Excerpt
════════

Let's say I have a turbo/super charger hell a monkey with large lungs pushing the following air into my intake under the following coniditions:

Manifold Pressure- 1.0 PSI gauge
Normal Volumetric flow at this rate is 400CFM
Air Temperature- 73F ambient outside
Let's say that charge entering the intake is 130 degrees after the intercooler.
One turbo is increasing this to 450CFM
and there other is increasing it to 475 CFM...

Why will my x turbo at 475CFM flow rate with increase the engines ability to produce mor epower at the same rpm or not when compared to the turbo y flowing 450CFM?

UselessPickles
05-01-2015, 04:57 PM
Actually, I already did refute your claim. At least twice. The situation you propose is nonsense. I'll try one more time.

It is physically impossible for the same engine, at the same speed, and same manifold pressure, and same air temp, to consume air at a different CFM. If the engine cannot consume air at a different CFM, then it impossible for two different superchargers to supply air at different CFM given all else also being equal as you propose.

There also needs to be clarification of what you mean by CFM. CFM specifies the volume flow rate. That's missing a lot of crucial info. What matters is the mass flow rate, and that depends on the pressure and temperature of the air. So are we talking CFM of atmospheric air flowing into and through the the entire supercharger+engine system, or are we talking about the CFM of manifold air (at boosted pressure and temperature) being ingested by the engine? Let's not get hung up on answering this. I'm just pointing out that CFM by itself is ambiguous.

1) For the rest of this post, I will specify the context whenever I mention a volumetric flow rate to avoid ambiguity.

2) Let's also, for simplicity, assume that the engine is perfectly efficient at pumping air. Each cylinder displaces 0.6L of volume, so let's assume it consumes exactly 0.6L of air from the manifold with each complete cycle. This means that, whatever pressure/temperature the air is in the manifold, 0.6L of that air at that same pressure/temperature fills the cylinder.

3) For the sake of working with real numbers (and easy calculations), let's assume we are looking at the engine running at 2000 rpm.
So we've got 2000 / 2 complete cycles per minute of 6 cylinders consuming a total of 3.6L of air from the manifold with each complete cycle.
3.6 * 2000 / 2 = 3600 L/m of manifold pressure/temperature air being consumed by the engine.

4) For simplicity of calculations again, let's say that ambient pressure is 14.7 psi, and the superchargers in question are doubling the pressure, giving us 14.7 psi boost at 2000 rpm.

5) For simplicity of calculations yet again, lets assume no increase in temperature due to the compression. Your scenario assumes the same intake temp for both superchargers, anyway, so there's no difference in temperature to take into account between the two superchargers.

6) So... with this simplified hypothetical situation, I think you can agree that the engine is consuming 3600 L/m of intake manifold air. That intake manifold air is boosted to double atmospheric pressure, which means it converts to double the volumetric flow rate of air from the atmosphere: 7200 L/m. This means that 7200 L/m of ambient temperature atmospheric pressure air is flowing through the supercharger, being compressed down to half the size, double the pressure.

════════

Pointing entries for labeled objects
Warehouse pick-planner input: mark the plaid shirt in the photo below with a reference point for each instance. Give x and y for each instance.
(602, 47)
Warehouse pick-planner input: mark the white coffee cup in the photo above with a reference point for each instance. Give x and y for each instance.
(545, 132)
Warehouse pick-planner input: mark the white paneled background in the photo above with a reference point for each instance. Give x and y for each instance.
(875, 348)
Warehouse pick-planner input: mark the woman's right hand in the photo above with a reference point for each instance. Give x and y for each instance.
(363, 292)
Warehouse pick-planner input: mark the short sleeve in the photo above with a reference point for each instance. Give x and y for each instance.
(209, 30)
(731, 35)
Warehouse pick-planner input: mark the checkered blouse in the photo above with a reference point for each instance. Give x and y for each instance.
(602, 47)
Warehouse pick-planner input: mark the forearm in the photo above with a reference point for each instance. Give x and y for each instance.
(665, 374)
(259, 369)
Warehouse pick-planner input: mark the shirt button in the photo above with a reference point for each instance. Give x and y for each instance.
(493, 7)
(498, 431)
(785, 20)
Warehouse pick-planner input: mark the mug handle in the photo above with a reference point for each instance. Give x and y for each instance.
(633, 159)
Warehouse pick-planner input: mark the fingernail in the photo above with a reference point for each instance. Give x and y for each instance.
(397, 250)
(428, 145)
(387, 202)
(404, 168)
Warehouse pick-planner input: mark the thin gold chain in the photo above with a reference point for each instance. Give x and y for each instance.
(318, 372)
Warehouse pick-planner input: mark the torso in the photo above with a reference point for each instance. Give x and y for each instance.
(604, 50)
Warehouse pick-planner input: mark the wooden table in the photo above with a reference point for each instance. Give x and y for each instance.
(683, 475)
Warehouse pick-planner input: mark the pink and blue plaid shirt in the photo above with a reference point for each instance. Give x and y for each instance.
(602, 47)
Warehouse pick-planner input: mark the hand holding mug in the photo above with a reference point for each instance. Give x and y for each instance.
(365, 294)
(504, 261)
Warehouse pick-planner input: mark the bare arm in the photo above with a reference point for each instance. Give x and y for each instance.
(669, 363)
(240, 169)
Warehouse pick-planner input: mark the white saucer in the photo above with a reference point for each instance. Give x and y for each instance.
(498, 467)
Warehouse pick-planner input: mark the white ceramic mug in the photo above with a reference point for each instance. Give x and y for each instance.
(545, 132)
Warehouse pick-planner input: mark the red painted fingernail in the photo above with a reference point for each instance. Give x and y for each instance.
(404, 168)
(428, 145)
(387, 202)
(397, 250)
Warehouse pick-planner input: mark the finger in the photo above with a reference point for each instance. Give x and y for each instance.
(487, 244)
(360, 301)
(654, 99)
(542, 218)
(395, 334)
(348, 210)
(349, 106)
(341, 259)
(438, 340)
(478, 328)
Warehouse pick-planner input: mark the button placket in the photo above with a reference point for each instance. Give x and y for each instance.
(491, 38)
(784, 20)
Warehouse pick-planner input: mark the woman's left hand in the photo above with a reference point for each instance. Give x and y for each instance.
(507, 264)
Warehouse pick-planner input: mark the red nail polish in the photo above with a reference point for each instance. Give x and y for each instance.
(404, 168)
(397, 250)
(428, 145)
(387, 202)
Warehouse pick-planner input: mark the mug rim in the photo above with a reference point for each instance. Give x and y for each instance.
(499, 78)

════════

Problem to work on
Pick up the supercharger airflow thread immediately after its last sentence and continue the text. The data above is separate material and has no connection to the supercharger airflow thread.

Answer for this exercise
7) Now let's say that you insist that while supercharger A is flowing that 7200 L/m, supercharger B is actually flowing 10% more air, or 7920 L/m from the atmosphere. The engine is still only consuming 3600 L/m of manifold air. If we again, for simplicity, assume no temperature change during the compression, that means that manifold pressure MUST be 7920/3600 = 2.2 times atmospheric pressure. (2.2 * 14.7) - 14.7 = 17.6 psi boost, compared to supercharger A's 14.7 psi boost.



CONCLUSION: The only way to get a different flow rate on the same engine, same engine speed, same amount of boost, and same ambient atmospheric conditions, is to have a difference in compressor/intercooler efficiency or different flow efficiency of intake piping that leads to a different intake temperature, causing a difference in density in the intake manifold.


BUT WAIT! THERE'S MORE!

But how much of a difference could there be due to temperature? Let's revisit the original situation that sparked this debate: 2000 rpms, RIPP vs Prodigy. Same amount of boost, but RIPP claims about 40% gain in torque compared to essentially zero gain demonstrated by Prodigy at the same engine speed, same boost levels. You proposed that a difference in CFM is probably the explanation. For this to be true, RIPP would need to be flowing approximately 40% more air (assuming difference in tuning is not a major factor... which is what you are assuming by claiming that difference in CFM is the major factor).

I have just demonstrated that the only way the CFM could be different is due to differences in intake temp. Let's see if it's possible for RIPP to have intake temps low enough to explain a 40% gain in flow rate...

According to my data logs, intake temps are only about 5-10*F above ambient around full throttle at 2000 rpms. So let's say 70*F ambient temps, intake temps are 80*F. The absolute best case (but practically impossible) scenario is that RIPPs intake temps have no increase over ambient temperature.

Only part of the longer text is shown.